**TASK TO COMPLETE:**
Restate word for word the lines of the entries below, starting with the line that holds "Tag the woman" and ending with the line that holds "Tag the bridge", and no others.

START DATA SECTION

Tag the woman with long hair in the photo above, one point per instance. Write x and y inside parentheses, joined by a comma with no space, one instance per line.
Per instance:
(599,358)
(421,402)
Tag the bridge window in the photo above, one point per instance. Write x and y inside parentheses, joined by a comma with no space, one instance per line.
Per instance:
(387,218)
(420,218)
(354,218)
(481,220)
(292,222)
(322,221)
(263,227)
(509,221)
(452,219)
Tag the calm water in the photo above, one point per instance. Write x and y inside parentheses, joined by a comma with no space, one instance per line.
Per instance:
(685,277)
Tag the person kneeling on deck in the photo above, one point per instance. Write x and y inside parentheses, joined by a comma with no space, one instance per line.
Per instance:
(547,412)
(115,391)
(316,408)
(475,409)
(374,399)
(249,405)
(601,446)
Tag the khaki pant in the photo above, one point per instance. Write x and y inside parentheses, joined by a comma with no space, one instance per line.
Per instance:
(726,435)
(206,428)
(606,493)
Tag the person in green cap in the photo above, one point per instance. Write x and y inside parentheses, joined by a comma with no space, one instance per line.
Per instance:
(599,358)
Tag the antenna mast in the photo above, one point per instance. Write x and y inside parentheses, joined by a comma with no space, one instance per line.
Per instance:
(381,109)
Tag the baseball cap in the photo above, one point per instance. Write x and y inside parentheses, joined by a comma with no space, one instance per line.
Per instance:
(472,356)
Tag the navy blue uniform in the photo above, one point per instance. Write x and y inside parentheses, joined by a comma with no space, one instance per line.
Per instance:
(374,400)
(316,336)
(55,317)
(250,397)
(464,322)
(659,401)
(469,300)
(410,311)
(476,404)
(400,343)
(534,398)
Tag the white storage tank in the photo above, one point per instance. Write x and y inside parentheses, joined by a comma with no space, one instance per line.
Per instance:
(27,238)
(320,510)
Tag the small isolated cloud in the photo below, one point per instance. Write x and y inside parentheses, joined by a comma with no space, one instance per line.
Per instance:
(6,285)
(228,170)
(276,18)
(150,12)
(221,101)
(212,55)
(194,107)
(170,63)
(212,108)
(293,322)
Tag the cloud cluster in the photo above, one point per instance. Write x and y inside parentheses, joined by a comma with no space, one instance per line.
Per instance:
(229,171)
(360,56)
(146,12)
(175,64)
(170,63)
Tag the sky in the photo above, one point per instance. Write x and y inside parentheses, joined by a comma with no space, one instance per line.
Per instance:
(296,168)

END DATA SECTION
START DATA SECTION

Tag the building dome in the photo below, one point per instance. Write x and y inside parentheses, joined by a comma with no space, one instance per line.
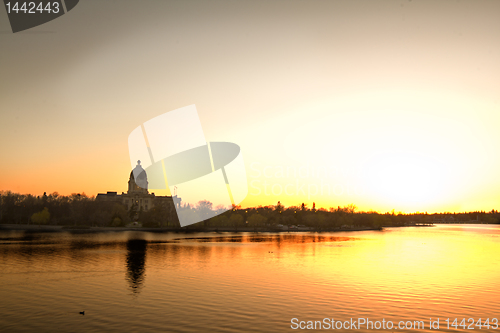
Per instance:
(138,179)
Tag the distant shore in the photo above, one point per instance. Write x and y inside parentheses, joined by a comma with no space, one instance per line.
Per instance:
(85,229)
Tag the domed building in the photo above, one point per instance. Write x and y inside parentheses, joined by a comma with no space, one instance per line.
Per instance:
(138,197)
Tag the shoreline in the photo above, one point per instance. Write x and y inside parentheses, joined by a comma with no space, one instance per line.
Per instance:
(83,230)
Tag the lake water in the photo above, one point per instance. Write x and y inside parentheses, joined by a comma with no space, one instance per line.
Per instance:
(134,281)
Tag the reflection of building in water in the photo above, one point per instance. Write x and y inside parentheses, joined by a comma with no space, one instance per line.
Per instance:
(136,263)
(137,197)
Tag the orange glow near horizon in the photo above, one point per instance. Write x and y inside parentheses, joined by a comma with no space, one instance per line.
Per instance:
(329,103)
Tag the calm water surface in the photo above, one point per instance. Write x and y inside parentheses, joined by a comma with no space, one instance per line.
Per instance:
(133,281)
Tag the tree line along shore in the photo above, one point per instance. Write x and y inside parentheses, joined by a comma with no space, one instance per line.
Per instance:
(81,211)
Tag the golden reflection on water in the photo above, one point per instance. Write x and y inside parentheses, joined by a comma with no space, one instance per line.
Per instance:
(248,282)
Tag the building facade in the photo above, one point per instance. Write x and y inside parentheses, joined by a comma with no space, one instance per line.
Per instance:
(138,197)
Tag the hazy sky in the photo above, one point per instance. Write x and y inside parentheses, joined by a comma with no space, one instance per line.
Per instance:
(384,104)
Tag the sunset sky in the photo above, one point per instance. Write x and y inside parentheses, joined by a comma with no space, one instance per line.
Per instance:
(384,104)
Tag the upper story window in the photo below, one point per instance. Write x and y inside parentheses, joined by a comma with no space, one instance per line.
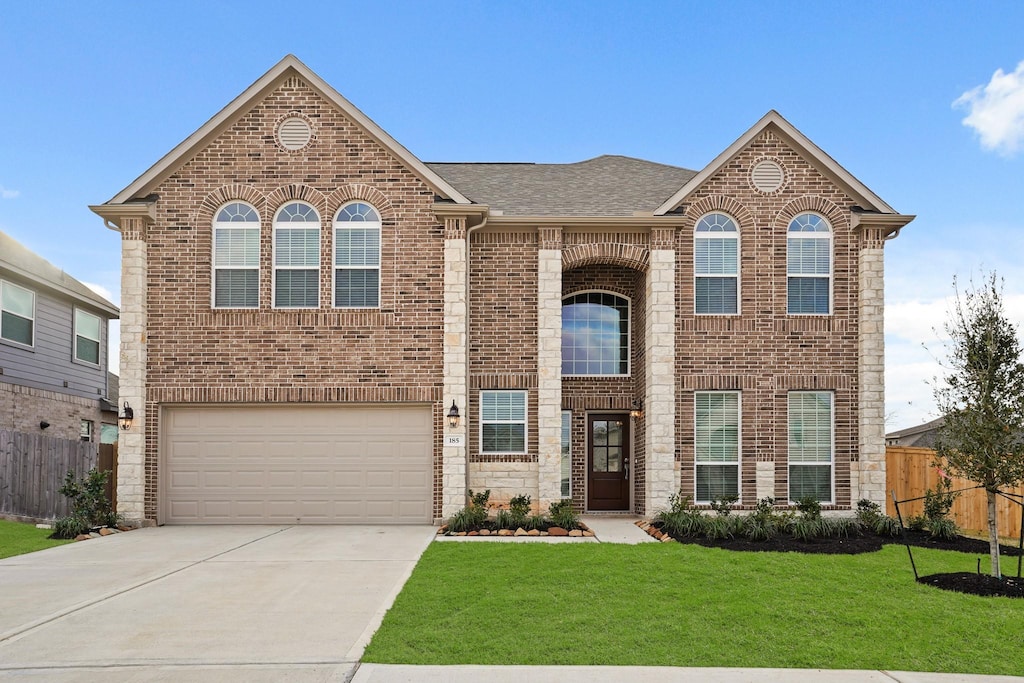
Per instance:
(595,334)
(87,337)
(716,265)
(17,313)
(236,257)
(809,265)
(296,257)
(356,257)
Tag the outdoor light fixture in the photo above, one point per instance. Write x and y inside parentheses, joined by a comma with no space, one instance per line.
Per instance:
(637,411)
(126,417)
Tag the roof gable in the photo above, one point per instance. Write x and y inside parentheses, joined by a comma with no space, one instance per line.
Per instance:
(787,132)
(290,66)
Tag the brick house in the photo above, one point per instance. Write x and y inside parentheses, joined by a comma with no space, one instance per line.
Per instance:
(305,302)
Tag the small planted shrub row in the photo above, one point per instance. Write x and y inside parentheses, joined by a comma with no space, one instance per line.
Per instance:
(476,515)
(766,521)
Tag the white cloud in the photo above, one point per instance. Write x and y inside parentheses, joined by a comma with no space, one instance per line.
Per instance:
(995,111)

END DATA SECTION

**RESULT:**
Tag the woman with long hair in the photo above, one point per instance. Write x and y inside parentheses, joined by a comma with no space, one instance per line.
Per instance:
(599,358)
(421,402)
Tag the bridge window in the photo above, one point per instance. Write x and y inside parentheses, joined by a comma with no space, one instance per line.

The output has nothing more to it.